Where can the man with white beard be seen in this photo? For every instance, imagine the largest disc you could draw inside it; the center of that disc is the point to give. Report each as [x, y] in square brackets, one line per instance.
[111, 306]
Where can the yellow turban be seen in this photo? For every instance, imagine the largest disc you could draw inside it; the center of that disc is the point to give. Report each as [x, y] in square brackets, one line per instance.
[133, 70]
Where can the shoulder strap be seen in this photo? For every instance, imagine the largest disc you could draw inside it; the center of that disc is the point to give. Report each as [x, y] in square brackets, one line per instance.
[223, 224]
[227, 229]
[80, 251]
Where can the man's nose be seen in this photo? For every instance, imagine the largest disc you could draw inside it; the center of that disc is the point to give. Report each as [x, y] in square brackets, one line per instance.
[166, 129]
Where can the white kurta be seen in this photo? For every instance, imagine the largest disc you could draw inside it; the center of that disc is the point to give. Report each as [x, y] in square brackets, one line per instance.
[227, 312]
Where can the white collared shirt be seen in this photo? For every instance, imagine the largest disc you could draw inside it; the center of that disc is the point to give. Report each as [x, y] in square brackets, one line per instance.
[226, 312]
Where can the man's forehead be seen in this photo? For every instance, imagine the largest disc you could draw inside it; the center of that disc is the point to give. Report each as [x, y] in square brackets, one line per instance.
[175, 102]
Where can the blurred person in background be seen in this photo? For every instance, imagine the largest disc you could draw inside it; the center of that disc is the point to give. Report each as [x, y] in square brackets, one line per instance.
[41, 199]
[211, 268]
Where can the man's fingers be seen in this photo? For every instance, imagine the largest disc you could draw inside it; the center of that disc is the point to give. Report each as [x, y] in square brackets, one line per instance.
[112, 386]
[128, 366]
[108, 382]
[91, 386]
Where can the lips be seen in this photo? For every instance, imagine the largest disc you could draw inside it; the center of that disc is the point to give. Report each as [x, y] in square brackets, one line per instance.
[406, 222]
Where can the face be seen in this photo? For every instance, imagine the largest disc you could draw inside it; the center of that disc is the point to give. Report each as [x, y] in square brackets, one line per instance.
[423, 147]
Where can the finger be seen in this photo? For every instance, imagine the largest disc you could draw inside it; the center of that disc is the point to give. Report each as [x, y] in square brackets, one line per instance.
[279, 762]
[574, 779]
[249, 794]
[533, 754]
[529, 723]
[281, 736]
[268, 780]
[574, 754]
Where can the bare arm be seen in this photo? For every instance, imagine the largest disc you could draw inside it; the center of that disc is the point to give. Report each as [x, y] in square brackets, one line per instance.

Challenge: Every record should be given again exactly.

Solution below:
Where can the man with white beard be seen in this photo? For every instance, imagine the largest disc you could draw inside it; the center of that disc is the point to give. Report each as [x, y] in square brackets, one line per instance.
[111, 306]
Where can the yellow turban be seen in this photo? For every instance, imagine the largest disc you could draw inside it; the center of that disc is the point to give. Report each as [x, y] in square brackets, one line per instance.
[133, 70]
Where can the shoulder strap be seen in this photo? For every instance, imagine the largest disc you could draw inside it; the center of that disc is the point to give. Report each as [x, y] in square brackets, one line per instance.
[223, 224]
[227, 229]
[80, 251]
Where can the man's nose be seen in this photo? For every instance, imagine the largest disc you could draw inside it; the center of that disc is the point to give. Report each as [x, y] in square brackets, one line per instance.
[166, 129]
Where can the white kurta be seen in this photo? For every instance, imagine the largest disc you could draw inside it; the center of that disc is the point to give. Report each as [x, y] in square brackets, one line per instance.
[227, 312]
Where can the white collared shirt be seen in this photo? For every instance, imagine the largest disc you could draw inside it; the center of that disc is the point to give. Report each as [x, y] in square brackets, one line per instance.
[226, 312]
Where can the man's forehead be seen in this photo? For every instance, imagine the largest disc you could draw inside it; the center of that disc is the point to give. Report each as [x, y] in square brackets, one line per instance.
[175, 102]
Where can the blurred person in background be seen in this photo? For every instance, imagine the largest disc you could draw inside it; the center of that disc is the point to give. Report each as [x, y] in square brackets, one line per instance.
[41, 199]
[211, 268]
Where can the man's fingers be seen in this photo? For every instance, imagine the largest disc you could draw inside it; the center of that disc is the point to give. Report each as [x, y] in square brackets, one line per instance.
[112, 386]
[128, 366]
[108, 382]
[91, 386]
Where can the lips be seen in this photo? For every instance, imagine the largest disc you could draw inside it; the center of that disc is the point to give. Report each as [x, y] in square brackets, one line per instance.
[406, 222]
Where can the face be seen in this photo? For every instance, imagine the largest disc you could draw inside it; the center of that disc is the point to give. Report each as [x, y] in square brackets, one line per instance.
[423, 147]
Where can the finger be seen in this photo? For every instance, imagine the largest disc you could draw inside it; the center of that disc is the point to give. Report each as [x, y] in square brackets, one line per instance.
[279, 762]
[574, 779]
[249, 794]
[533, 754]
[529, 723]
[281, 736]
[268, 780]
[574, 754]
Where can the bare arm be seen in this photo? For every instance, imagine the largest disc you could draw inside it; the center of that disc is the point to give. Report each as [x, y] in square brackets, one line per instance.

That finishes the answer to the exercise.